It is the rare person who has had their life publicly
chronicled since birth.
I’m thinking of people like Caroline Kennedy or Prince
William, which means that future biographers have a plethora of print and video
to scour. Their problem is the reverse of ancient biographers—today’s writers
have too much information to sift and glean.
Luke had no such documentation when he wrote the story of
Jesus’ birth from the perspective of cross to crib. He knew how Jesus’ life
ended, and although a generation had already passed since the crucifixion, the
end of life experiences of Jesus were well planted, some could argue
flourishing. Somewhere along the line, someone had to ask, “Where did this guy
come?”
It happens all the time – someone does something noteworthy
and sooner or later, the media quickly pastes together a retrospective on their
life – perhaps visiting hometowns, interviewing teachers and classmates,
digging up yearbook photos and write-ups, etc. By now, the routine is almost
predictable. Many times that’s done with the slant of digging up factors that
might point to the current events or circumstances.
Luke did the same thing; yet in a somewhat unpredictable
way.
Luke probably couldn’t come up with many details about
Jesus’ birth – and that’s in large part – the point. Given the details and
sequence that he does employ, scholars surmise that he was trying to ground the
birth narrative on three distinct levels: religious, secular, and symbolic.
The religious, prophetic history of the Hebrew people, as fulfilled
in Jesus, is not a thesis for Luke to establish but is rather a way of telling
the story, of weaving old and new together as one fabric. No characteristic of
this gospel is more pronounced that the insistence on the continuity of Judaism
and Christianity. The Hebrew and Christian Scriptures tell one story, not two.
God is not starting over with Christians, having failed with the Jews. For
Luke, every believer – Gentile and Jew alike, can properly say, “Abraham and
Sarah are my father and mother.”
The second level is secular history. Luke pins the birth of
Christ to the backdrop of a census. Much ink has been spilled in the debate
over the accuracy or existence of such a wide-scale event – yet regardless of
that outcome – Luke’s intention in clear: to tie the secular and sacred worlds
together. Religion is not a realm unto itself; it is a factor of all of life.
The world is God’s, and the gospel is for God’s world. Mary’s baby is God’s
“yes” to the whole world.

● Record extracts

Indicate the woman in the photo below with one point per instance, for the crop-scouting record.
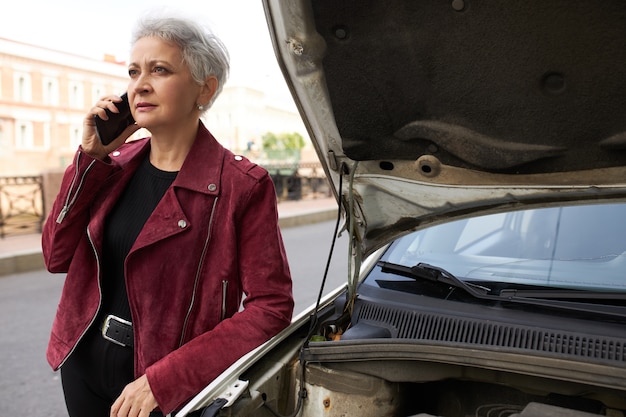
(160, 239)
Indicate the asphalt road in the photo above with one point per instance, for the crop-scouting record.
(28, 387)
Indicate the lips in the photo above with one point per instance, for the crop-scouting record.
(144, 106)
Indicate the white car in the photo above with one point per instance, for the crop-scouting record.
(477, 149)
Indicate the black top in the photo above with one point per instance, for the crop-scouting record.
(137, 202)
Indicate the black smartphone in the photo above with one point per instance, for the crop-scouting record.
(109, 130)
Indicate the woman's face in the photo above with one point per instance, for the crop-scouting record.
(161, 90)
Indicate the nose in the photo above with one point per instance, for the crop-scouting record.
(140, 84)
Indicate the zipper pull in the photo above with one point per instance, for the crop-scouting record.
(62, 214)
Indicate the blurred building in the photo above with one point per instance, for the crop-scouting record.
(45, 94)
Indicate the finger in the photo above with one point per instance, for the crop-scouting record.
(115, 408)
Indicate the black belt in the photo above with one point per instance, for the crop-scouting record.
(118, 331)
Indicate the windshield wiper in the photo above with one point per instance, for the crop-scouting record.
(546, 298)
(434, 273)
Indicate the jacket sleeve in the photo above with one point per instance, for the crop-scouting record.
(268, 306)
(69, 216)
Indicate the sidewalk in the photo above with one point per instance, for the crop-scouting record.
(22, 253)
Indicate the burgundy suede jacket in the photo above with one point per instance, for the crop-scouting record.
(213, 237)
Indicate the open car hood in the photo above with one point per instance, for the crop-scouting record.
(427, 110)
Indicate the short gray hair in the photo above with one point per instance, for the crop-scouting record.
(203, 52)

● What is asked
- a) Return the part of the reflection on Luke's birth story that opens with the words containing "Luke probably couldn’t" and closes with "secular, and symbolic.".
- b) Resume the reflection on Luke's birth story after its last sentence.
The material has no connection to the reflection on Luke's birth story.

● Exercise answers
- a)
Luke probably couldn’t come up with many details about
Jesus’ birth – and that’s in large part – the point. Given the details and
sequence that he does employ, scholars surmise that he was trying to ground the
birth narrative on three distinct levels: religious, secular, and symbolic.

- b)
And the third level is symbolism. Why wouldn’t Luke just do
what his predecessor Mark did – have Jesus the adult man, a follower of John
the Baptist, begin his ministry after John was shut down? Why would Luke take
pains to present a picture of a baby? One possible answer is that perhaps it was
to convey that God’s child was vulnerable as every infant is vulnerable, was subject
to all the conditions under which we all live, and fully identified with every
human being’s need for love. That same baby birthed in a non-descript way basically
went unnoticed.
Unnoticed, that is, except for the attention of some who
they themselves were an inconsequential bunch.
Shepherds in a field outside of Bethlehem, the poor and
overlooked of that and every society.
Shepherds were not just materially poor – they also suffered
poor reputations. They were the “Squeegee Guys” of the 1st century.
You remember the squeegee guys in New York City – up until former Mayor Giuliani
put them out of business, they’d rush up to the car while stopped at an
intersection, smear dirty water on the windshield and then harass the driver
for payment? Shepherds, for multiple reasons, were treated both religiously and
socially as “non-persons.” They qualify easily as the least likely to have
found God’s favor.
Yet that’s kind of a theme of the Bible – folks who are
least likely finding favor with God.
Yet, here’s where God made a mistake.
Any C- marketing student knows that in the public’s
perception – the messenger is as important as the message. If one wants to
announce an event – an earth changing event at that – then one doesn’t use
Squeegee Guys to tell it!
Why would anyone listen to a bunch of smelly shepherds?
Surely the Creator of the Universe could have figured out a more dramatic way
of getting the message out!
But that’s re-writing history and the story we have is the
story we have.
The shepherds, minding their sheep and their own business,
in the foothills outside of Bethlehem are told that the Messiah has been born
and they’ll find the baby wrapped like every other newborn and they’ll find him
in an animal’s feed trough. What would be more common, more ordinary, more
non-descript to a bunch of people who tend animals for a living than a manger?
They were looking for something common to them and non-descript to the rest of
the world.
This was not a case of earth looking to heaven – this was
heaven looking to earth. This was a case of the extraordinary pointing to the
ordinary. When the shepherds finally did make it to that manger – it was a time
that heaven and earth met – each witnessing each other.
And that’s exactly where we find ourselves this morning –
heaven and earth staring right at each other each wondering what to make of the
other – wondering who would believe it if we told ‘em.
Why would anyone today believe a message of “peace” any more
than they believed the arrival of a savior as told by the shepherds?
Peace? In today’s world? Shalom in the Middle East, in Iraq,
in Afghanistan, in Nigeria, in Indonesia, in America, in Camden, in Wilmington,
in our families, in our own lives, deep within our soul? Shalom – a wholeness
of life that’s somehow made possible when all the forces of our lives
mystically and precariously find balance?
Yet that’s the unlikely message told folks nobody would
believe: “and on earth, peace.”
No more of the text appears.